Aim of the exercise >> Look through the records below for the line with "Target: folded paper map" and the line with "Target: eyebrow", then return those lines and all lines between, exactly.

[Exercise materials Boundary: Start]

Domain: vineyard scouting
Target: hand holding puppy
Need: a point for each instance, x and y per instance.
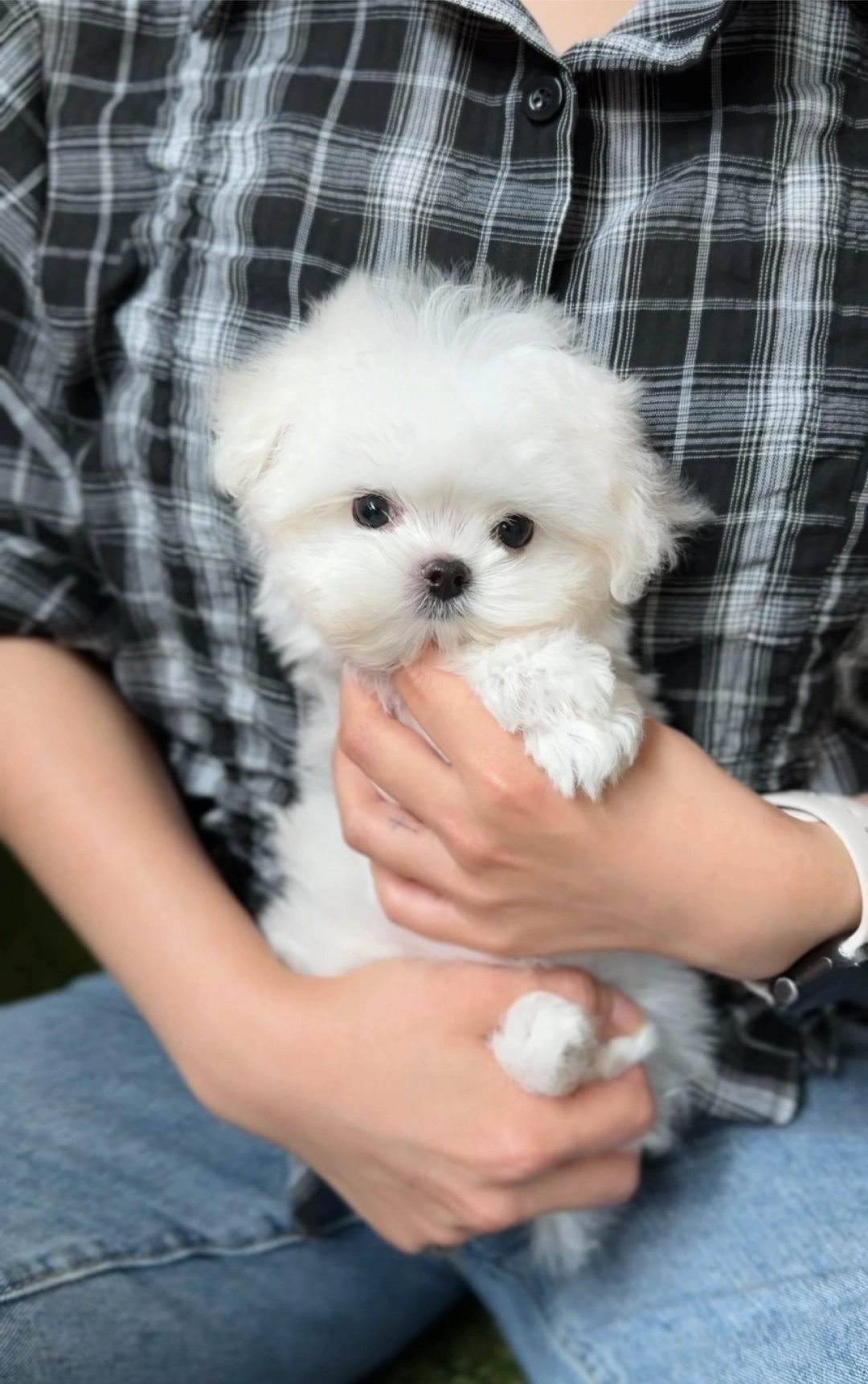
(678, 858)
(383, 1081)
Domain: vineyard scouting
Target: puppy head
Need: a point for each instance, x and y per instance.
(438, 461)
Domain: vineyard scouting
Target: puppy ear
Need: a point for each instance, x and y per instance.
(251, 412)
(653, 515)
(653, 511)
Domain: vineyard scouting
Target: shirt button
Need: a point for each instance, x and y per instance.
(542, 99)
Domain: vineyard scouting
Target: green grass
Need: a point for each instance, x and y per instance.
(39, 952)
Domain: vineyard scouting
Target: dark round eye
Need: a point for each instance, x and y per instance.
(514, 532)
(371, 511)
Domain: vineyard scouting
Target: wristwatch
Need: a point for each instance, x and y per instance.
(837, 969)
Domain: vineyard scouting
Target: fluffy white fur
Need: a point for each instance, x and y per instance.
(460, 404)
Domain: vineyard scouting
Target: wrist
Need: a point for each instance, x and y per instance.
(820, 895)
(255, 1022)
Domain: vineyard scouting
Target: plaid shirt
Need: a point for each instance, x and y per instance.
(180, 176)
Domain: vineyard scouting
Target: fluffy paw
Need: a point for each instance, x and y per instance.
(584, 756)
(548, 1045)
(580, 723)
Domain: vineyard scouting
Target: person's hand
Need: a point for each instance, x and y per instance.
(383, 1081)
(678, 858)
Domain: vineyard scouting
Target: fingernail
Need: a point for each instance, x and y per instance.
(624, 1016)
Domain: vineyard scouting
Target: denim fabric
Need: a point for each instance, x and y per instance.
(141, 1239)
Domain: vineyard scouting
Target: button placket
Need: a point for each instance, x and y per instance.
(543, 97)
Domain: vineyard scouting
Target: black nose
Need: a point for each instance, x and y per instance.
(448, 577)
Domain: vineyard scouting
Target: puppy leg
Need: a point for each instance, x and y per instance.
(580, 723)
(550, 1045)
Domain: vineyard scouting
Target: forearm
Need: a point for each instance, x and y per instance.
(89, 809)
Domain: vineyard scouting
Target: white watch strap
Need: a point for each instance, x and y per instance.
(849, 821)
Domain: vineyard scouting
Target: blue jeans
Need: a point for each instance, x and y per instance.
(145, 1240)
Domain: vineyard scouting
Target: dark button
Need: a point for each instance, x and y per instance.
(542, 99)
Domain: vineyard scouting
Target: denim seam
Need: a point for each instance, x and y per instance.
(43, 1284)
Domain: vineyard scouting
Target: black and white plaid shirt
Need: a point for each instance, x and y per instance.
(180, 176)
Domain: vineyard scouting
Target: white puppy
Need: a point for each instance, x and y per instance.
(432, 461)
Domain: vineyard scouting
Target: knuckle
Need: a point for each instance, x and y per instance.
(643, 1108)
(471, 847)
(492, 1213)
(497, 791)
(626, 1178)
(354, 824)
(513, 1156)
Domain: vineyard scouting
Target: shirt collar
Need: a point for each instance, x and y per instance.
(657, 35)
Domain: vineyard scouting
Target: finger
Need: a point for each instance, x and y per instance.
(454, 717)
(388, 835)
(423, 910)
(604, 1181)
(395, 757)
(594, 1120)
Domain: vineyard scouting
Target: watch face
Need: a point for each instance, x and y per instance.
(823, 979)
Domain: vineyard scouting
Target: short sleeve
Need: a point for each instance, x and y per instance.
(46, 586)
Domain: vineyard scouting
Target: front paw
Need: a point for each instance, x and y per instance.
(580, 723)
(583, 756)
(550, 1045)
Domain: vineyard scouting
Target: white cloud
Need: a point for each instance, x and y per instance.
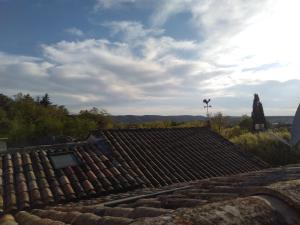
(147, 71)
(75, 31)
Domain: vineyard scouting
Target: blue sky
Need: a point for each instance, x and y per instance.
(153, 57)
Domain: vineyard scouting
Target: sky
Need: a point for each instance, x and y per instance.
(153, 57)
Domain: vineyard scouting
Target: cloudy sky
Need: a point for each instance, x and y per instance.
(153, 57)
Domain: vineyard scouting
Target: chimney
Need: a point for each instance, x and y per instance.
(3, 146)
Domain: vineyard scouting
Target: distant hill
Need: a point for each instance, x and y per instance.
(133, 119)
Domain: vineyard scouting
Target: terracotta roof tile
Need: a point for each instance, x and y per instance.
(129, 159)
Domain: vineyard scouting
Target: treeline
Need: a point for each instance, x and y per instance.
(262, 144)
(25, 120)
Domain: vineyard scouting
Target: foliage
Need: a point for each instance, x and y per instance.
(25, 121)
(268, 148)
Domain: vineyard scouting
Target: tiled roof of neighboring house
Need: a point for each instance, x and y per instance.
(266, 197)
(119, 160)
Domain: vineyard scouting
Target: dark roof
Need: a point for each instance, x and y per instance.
(119, 161)
(268, 197)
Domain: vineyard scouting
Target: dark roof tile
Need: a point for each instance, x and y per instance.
(129, 159)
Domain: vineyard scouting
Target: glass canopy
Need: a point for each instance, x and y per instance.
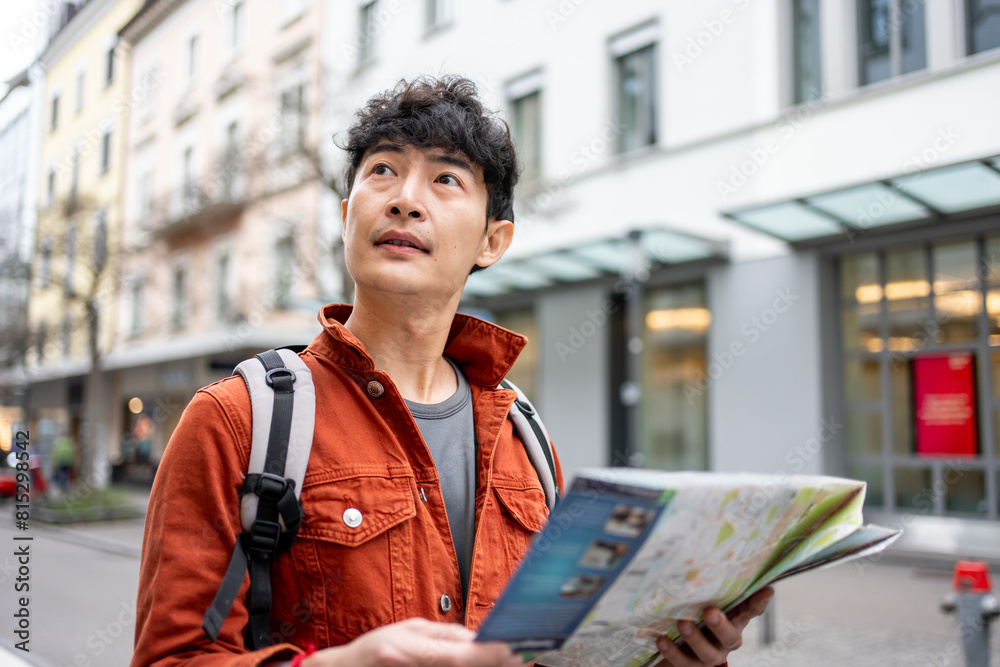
(595, 259)
(929, 195)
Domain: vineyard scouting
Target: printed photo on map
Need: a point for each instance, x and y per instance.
(602, 554)
(628, 521)
(581, 586)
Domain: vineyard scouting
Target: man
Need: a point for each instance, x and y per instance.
(419, 499)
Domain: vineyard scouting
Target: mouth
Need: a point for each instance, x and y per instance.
(401, 242)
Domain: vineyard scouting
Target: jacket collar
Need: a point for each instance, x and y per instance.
(485, 352)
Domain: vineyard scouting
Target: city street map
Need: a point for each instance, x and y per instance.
(629, 552)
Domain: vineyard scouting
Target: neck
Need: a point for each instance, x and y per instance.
(406, 339)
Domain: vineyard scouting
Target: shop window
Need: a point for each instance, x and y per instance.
(892, 38)
(673, 411)
(982, 24)
(524, 373)
(526, 117)
(915, 349)
(807, 56)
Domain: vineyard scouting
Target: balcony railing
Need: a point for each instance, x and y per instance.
(201, 203)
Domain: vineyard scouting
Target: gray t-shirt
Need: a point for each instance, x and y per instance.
(449, 432)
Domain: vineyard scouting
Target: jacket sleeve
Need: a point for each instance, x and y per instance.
(191, 527)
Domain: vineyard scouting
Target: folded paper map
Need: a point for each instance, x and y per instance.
(628, 553)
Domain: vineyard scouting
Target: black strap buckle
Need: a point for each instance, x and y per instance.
(263, 539)
(269, 486)
(280, 379)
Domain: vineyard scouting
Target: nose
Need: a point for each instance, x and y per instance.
(408, 200)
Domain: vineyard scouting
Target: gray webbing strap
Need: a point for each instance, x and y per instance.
(536, 442)
(262, 407)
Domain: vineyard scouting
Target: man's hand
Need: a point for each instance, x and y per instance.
(417, 642)
(723, 635)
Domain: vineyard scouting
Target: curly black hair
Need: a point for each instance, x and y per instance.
(440, 113)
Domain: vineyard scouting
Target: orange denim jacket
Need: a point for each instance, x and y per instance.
(336, 582)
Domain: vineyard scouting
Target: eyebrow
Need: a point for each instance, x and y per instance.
(448, 159)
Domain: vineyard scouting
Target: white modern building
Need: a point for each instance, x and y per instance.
(750, 235)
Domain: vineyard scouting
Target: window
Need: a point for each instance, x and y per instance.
(914, 338)
(438, 12)
(65, 334)
(79, 89)
(524, 372)
(42, 336)
(149, 85)
(178, 314)
(982, 24)
(105, 151)
(45, 266)
(138, 288)
(192, 59)
(230, 171)
(284, 276)
(808, 64)
(526, 122)
(673, 413)
(50, 188)
(236, 26)
(145, 199)
(222, 303)
(109, 66)
(367, 29)
(291, 136)
(635, 63)
(74, 173)
(189, 193)
(892, 38)
(100, 239)
(69, 245)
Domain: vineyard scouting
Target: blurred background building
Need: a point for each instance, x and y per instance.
(749, 235)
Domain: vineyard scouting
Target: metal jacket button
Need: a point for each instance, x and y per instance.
(353, 517)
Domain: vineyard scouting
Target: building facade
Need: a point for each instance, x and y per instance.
(750, 236)
(74, 277)
(226, 251)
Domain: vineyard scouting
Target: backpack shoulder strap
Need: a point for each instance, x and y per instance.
(283, 409)
(264, 402)
(536, 442)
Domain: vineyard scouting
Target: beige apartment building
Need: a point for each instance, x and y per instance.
(224, 252)
(71, 318)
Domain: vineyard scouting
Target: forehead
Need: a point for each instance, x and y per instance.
(434, 154)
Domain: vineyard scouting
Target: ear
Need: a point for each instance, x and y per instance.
(499, 234)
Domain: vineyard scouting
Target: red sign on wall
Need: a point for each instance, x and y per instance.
(944, 392)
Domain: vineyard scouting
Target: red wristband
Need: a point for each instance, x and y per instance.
(297, 660)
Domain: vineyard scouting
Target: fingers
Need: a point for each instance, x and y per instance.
(752, 607)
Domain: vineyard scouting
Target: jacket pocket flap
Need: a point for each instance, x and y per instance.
(353, 510)
(527, 506)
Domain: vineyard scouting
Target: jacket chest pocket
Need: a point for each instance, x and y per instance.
(357, 544)
(523, 514)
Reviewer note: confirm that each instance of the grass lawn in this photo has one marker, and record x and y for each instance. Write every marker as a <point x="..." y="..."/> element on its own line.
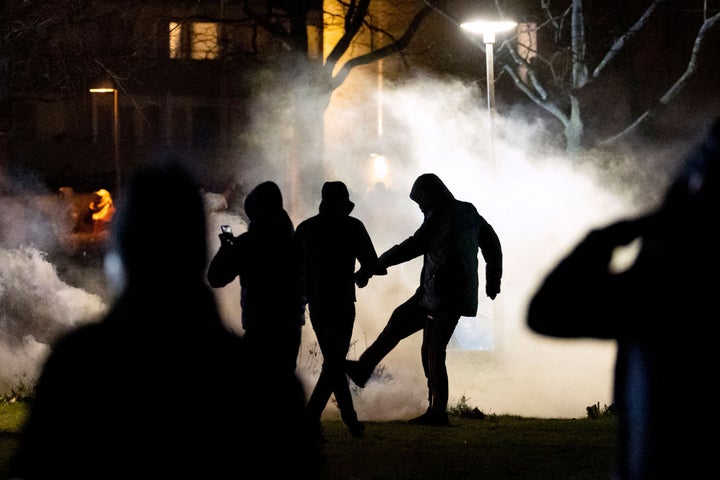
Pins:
<point x="496" y="447"/>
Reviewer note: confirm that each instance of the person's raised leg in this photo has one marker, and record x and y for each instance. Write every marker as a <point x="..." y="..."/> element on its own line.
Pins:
<point x="405" y="320"/>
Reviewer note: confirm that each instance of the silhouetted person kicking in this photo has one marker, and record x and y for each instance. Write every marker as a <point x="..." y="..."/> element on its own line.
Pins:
<point x="159" y="388"/>
<point x="268" y="264"/>
<point x="448" y="239"/>
<point x="663" y="311"/>
<point x="333" y="242"/>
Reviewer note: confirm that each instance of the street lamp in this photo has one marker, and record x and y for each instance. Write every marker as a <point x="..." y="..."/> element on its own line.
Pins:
<point x="116" y="129"/>
<point x="488" y="29"/>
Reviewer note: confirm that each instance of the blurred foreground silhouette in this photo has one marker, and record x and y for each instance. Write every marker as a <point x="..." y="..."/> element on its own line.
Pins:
<point x="159" y="388"/>
<point x="662" y="311"/>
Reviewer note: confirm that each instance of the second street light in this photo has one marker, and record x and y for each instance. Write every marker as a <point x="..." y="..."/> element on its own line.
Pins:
<point x="488" y="29"/>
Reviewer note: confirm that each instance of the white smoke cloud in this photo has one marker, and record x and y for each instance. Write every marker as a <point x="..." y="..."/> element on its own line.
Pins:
<point x="540" y="202"/>
<point x="36" y="306"/>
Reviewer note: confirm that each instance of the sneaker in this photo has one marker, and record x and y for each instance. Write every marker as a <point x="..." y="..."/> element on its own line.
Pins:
<point x="432" y="419"/>
<point x="356" y="373"/>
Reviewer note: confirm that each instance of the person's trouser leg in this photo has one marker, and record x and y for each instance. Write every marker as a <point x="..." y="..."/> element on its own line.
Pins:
<point x="405" y="320"/>
<point x="333" y="329"/>
<point x="438" y="330"/>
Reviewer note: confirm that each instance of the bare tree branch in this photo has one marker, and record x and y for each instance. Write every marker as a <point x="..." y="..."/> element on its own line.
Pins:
<point x="624" y="39"/>
<point x="675" y="89"/>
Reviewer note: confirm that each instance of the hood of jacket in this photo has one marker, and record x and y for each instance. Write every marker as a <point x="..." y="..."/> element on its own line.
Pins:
<point x="429" y="192"/>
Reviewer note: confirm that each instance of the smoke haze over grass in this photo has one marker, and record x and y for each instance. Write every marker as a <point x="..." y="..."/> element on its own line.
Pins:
<point x="540" y="201"/>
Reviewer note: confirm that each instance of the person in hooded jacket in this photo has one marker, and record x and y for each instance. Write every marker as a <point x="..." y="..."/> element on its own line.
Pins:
<point x="662" y="311"/>
<point x="332" y="243"/>
<point x="448" y="240"/>
<point x="159" y="387"/>
<point x="268" y="263"/>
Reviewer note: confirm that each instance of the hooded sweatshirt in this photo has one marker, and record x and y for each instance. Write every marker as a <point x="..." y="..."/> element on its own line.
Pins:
<point x="448" y="239"/>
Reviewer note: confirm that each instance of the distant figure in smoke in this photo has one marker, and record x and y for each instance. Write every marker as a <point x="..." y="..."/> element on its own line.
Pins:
<point x="663" y="311"/>
<point x="448" y="239"/>
<point x="333" y="242"/>
<point x="268" y="264"/>
<point x="100" y="212"/>
<point x="159" y="388"/>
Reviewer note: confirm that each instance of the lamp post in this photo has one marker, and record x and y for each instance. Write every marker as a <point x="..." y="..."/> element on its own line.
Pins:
<point x="488" y="29"/>
<point x="116" y="131"/>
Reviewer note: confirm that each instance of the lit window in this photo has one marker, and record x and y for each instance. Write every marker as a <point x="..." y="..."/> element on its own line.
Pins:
<point x="198" y="40"/>
<point x="175" y="40"/>
<point x="204" y="42"/>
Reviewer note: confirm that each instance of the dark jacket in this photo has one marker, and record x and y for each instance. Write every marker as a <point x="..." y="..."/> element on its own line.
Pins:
<point x="449" y="238"/>
<point x="332" y="242"/>
<point x="266" y="260"/>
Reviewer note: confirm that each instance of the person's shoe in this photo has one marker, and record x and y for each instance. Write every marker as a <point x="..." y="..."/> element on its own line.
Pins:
<point x="431" y="418"/>
<point x="356" y="373"/>
<point x="356" y="429"/>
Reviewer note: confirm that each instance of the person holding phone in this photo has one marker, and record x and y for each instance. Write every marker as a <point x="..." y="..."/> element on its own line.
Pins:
<point x="268" y="263"/>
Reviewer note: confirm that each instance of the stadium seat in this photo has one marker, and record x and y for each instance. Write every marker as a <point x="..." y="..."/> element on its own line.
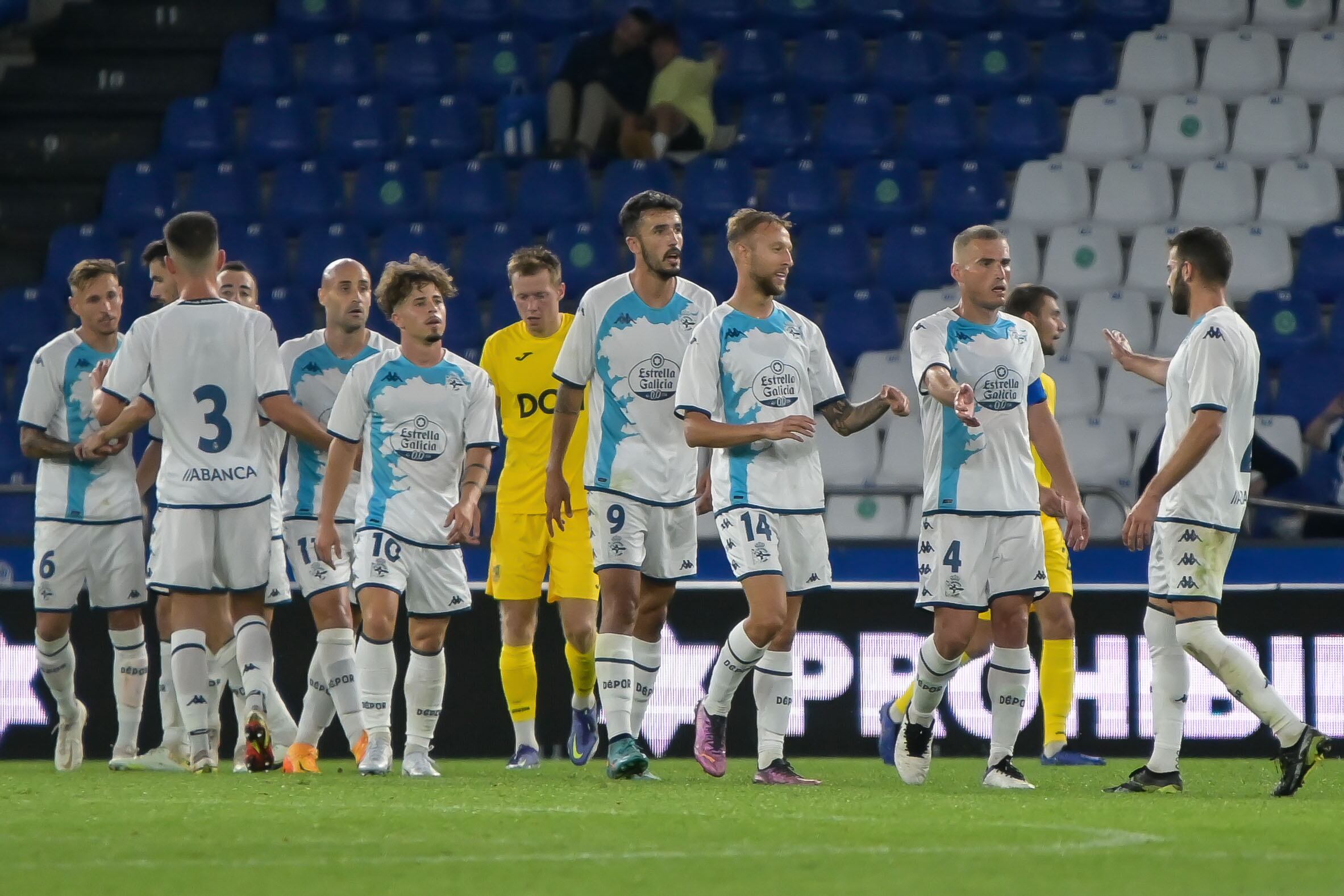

[Exercise materials Boundary: End]

Worked solution >>
Target: folded paper map
Need: a point for each instance, x and y per instance.
(628, 553)
Domain: vineyard scouting
Target: black strap buckle
Need: a point for each instance, x and y per instance.
(263, 539)
(269, 486)
(280, 379)
Domain: vineyard scouting
Target: nose
Need: a point for each instance, x and y per instance.
(408, 200)
Domain: vineyard scouting
Target: gray webbing strap
Need: a point for each instance, x and y per instance.
(536, 442)
(262, 407)
Domain: vineyard scouting
Target: man's hand
Need: a point for each instance, x and y per instance.
(417, 642)
(723, 635)
Domain: vineyard scouting
Target: curly black hair
Need: a point for each instance, x and y per instance.
(440, 113)
Domain: vineyard scouting
Target: orange denim jacket
Need: a point for each instance, x and y per instance.
(336, 582)
Domain: vineyard scouting
Target: eyebrow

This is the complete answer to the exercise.